Problem requirements:
Which lines in the entries below contain the string "drawer"? Show each of them in full.

Listed records:
/---

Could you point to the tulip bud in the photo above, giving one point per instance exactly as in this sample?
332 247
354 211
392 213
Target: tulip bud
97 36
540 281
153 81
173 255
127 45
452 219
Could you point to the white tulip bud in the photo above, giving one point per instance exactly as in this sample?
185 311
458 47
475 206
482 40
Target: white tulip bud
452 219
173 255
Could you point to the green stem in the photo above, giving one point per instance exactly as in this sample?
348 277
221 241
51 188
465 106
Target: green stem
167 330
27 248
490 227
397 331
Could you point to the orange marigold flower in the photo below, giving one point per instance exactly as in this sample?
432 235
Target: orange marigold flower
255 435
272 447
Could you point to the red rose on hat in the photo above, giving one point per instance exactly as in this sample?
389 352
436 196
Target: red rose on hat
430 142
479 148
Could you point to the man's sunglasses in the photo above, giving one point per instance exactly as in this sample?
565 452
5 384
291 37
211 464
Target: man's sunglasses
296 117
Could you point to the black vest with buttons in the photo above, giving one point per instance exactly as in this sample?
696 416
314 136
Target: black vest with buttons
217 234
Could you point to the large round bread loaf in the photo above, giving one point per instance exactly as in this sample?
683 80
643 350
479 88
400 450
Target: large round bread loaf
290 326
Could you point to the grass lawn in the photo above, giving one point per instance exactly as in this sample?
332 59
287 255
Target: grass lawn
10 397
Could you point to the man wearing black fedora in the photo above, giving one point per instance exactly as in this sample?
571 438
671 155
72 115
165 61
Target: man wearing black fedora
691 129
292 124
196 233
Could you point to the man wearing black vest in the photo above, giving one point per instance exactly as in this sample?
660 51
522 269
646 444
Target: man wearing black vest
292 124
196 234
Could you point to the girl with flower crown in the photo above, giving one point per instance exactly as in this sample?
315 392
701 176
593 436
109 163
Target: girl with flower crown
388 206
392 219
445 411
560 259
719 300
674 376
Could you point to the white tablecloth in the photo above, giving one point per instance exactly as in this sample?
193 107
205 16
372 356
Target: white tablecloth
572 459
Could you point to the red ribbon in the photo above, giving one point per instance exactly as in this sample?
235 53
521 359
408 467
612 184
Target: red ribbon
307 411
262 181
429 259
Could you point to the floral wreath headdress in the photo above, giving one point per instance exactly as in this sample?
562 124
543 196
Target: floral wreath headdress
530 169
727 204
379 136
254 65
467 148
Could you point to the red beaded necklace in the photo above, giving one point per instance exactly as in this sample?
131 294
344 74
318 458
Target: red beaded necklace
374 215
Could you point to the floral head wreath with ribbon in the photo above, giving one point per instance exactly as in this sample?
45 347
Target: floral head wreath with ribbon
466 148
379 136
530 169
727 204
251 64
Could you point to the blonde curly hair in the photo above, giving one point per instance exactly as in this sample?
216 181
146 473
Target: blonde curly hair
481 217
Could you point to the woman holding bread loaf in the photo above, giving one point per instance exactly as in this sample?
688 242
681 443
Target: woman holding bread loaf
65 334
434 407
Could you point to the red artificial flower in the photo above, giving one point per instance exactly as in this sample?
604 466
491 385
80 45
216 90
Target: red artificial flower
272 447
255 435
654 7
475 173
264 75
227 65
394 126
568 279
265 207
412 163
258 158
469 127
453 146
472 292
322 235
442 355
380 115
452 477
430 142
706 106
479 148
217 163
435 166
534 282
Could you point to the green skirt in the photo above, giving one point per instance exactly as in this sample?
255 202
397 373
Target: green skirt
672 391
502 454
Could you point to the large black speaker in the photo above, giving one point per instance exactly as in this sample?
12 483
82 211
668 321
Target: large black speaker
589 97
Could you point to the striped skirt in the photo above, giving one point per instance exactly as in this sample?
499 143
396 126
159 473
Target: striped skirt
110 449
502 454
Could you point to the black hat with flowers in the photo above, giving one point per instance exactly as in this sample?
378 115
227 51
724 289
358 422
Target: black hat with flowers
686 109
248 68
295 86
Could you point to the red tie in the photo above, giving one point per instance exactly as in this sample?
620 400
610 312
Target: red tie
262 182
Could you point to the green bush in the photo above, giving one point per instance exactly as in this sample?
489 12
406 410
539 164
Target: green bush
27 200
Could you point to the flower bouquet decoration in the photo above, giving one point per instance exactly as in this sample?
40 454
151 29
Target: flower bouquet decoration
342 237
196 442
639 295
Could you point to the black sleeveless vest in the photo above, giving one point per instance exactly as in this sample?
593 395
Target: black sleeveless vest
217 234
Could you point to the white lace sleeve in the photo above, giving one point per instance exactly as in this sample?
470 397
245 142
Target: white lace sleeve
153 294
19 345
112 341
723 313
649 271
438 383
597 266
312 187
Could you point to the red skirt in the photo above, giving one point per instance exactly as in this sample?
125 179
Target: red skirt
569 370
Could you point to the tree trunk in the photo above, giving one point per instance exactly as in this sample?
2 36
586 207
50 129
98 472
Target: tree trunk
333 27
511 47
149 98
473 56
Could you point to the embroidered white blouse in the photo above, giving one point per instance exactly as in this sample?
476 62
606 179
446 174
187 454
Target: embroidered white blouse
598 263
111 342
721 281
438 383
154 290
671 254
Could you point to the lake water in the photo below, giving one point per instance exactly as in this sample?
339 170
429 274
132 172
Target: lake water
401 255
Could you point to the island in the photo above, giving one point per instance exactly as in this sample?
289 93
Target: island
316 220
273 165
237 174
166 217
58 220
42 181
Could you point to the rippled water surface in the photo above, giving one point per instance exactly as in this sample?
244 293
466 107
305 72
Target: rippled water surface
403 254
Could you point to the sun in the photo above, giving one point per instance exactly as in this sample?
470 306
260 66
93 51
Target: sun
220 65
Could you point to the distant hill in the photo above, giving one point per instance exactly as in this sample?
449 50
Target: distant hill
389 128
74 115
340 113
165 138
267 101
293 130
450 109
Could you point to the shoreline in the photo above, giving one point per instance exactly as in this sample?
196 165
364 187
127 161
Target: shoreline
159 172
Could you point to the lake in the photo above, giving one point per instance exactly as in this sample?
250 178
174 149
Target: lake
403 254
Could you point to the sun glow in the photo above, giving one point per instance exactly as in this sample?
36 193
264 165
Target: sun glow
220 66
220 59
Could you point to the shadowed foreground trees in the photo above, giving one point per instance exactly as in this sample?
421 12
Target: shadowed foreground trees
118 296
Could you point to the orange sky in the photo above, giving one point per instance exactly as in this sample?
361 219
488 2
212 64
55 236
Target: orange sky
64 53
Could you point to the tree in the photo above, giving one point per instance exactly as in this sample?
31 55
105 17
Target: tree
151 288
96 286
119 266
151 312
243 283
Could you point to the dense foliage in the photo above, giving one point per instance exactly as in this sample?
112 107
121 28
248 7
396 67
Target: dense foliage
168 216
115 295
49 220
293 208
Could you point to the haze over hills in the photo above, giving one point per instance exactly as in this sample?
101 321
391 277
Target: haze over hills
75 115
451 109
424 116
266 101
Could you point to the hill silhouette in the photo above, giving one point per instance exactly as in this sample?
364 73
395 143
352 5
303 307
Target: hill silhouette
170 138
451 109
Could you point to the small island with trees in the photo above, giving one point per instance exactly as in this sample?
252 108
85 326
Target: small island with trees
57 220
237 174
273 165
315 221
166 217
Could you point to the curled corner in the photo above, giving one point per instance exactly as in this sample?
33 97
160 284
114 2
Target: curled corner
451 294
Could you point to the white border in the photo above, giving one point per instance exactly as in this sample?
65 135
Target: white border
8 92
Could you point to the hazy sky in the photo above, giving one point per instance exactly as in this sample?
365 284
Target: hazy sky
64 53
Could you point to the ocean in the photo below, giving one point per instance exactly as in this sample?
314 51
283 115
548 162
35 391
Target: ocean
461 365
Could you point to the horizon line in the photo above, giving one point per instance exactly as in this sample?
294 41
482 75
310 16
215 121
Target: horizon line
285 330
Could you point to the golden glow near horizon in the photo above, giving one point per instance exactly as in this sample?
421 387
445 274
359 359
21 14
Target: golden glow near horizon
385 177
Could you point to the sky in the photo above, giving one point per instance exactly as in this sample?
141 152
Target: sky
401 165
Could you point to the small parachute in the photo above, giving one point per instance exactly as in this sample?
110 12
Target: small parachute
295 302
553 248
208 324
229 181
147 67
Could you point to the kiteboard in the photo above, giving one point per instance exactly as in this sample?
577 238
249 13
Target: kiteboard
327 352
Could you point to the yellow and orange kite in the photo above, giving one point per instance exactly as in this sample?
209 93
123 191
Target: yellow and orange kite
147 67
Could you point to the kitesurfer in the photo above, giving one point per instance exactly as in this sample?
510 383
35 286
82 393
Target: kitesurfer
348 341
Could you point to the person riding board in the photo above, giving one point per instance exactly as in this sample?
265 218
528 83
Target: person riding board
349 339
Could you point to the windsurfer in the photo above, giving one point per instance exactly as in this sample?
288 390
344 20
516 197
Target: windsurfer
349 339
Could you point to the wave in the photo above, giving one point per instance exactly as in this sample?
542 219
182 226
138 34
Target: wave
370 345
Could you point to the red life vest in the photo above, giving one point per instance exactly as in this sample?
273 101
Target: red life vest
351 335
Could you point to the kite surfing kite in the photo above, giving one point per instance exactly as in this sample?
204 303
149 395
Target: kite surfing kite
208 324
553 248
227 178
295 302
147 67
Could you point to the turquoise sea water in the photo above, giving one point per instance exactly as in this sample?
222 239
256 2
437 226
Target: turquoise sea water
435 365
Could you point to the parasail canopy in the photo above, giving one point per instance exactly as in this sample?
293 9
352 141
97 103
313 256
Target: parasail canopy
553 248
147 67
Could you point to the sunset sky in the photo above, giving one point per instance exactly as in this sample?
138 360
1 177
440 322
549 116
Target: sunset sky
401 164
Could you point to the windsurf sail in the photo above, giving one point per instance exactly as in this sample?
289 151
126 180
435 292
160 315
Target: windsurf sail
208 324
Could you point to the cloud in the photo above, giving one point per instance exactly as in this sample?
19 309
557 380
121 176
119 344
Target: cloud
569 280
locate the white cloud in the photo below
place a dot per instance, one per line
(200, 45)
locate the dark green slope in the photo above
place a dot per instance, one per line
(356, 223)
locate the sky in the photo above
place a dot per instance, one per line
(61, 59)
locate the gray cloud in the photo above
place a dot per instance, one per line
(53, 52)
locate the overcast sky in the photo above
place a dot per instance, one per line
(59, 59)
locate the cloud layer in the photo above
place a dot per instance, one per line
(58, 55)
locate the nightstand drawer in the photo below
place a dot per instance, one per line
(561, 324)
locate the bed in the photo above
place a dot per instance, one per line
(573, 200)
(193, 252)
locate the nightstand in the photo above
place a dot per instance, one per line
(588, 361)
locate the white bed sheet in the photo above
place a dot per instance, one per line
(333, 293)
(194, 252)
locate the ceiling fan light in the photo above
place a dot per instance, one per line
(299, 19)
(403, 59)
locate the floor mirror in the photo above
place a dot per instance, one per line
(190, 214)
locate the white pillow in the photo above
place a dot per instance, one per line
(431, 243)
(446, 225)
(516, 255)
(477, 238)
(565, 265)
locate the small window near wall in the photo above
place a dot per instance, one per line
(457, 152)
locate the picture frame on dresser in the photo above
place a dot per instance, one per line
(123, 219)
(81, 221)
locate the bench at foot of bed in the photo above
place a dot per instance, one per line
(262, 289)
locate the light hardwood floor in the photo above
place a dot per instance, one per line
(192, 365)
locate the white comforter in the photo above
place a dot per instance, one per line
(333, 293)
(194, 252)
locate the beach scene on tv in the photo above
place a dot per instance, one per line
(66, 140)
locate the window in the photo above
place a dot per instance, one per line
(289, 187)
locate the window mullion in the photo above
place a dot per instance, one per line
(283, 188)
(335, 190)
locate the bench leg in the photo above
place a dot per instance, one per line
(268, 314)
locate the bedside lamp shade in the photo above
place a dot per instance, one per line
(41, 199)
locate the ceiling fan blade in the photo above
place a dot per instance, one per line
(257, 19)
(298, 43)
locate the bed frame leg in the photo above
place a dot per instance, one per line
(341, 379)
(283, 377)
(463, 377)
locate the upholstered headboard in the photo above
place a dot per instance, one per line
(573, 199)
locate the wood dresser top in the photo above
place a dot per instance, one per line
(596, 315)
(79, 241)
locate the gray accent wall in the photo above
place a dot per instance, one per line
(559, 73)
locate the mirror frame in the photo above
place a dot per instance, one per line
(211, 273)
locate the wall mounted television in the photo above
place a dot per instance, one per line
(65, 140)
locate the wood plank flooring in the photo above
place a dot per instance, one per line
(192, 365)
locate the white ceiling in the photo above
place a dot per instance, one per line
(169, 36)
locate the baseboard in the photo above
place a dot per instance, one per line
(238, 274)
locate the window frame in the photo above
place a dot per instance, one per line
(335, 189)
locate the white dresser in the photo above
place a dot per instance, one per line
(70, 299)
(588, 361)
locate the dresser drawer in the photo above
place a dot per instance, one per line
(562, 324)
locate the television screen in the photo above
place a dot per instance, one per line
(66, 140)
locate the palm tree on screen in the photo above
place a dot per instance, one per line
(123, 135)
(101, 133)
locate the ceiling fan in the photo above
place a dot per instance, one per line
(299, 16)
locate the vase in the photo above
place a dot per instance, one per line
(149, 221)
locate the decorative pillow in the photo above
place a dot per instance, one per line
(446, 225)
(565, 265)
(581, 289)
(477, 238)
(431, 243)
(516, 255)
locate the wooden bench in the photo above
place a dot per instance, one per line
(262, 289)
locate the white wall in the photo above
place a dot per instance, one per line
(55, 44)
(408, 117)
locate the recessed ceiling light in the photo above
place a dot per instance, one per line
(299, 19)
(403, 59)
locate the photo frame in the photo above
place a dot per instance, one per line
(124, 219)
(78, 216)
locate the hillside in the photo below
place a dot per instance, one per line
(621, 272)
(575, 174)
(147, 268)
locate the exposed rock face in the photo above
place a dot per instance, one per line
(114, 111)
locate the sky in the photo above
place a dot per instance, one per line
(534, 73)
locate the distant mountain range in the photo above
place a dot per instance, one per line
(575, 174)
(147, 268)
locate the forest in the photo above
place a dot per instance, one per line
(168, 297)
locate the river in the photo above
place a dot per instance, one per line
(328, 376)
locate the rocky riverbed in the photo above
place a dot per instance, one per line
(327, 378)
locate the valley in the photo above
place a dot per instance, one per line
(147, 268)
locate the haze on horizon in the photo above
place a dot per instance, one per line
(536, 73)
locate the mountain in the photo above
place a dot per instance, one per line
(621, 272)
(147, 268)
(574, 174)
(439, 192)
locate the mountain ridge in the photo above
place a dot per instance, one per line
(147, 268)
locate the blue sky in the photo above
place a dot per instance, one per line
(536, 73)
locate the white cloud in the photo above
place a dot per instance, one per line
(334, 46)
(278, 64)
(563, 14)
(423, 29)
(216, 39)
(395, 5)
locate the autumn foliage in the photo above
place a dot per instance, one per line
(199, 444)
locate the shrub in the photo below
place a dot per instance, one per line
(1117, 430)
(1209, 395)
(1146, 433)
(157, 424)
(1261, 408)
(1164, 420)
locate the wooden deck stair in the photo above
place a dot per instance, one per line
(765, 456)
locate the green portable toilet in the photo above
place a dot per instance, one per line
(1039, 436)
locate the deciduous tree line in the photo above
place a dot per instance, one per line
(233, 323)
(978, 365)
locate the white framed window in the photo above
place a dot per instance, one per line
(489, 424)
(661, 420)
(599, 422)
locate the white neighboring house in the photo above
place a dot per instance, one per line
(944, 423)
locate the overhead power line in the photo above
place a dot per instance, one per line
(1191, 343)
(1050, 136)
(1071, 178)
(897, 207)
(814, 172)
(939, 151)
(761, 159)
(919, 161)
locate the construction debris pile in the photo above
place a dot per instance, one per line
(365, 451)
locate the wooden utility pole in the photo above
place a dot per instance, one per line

\---

Exercise solution:
locate the nightstand drawer in the photo below
locate the dresser drawer in the photo above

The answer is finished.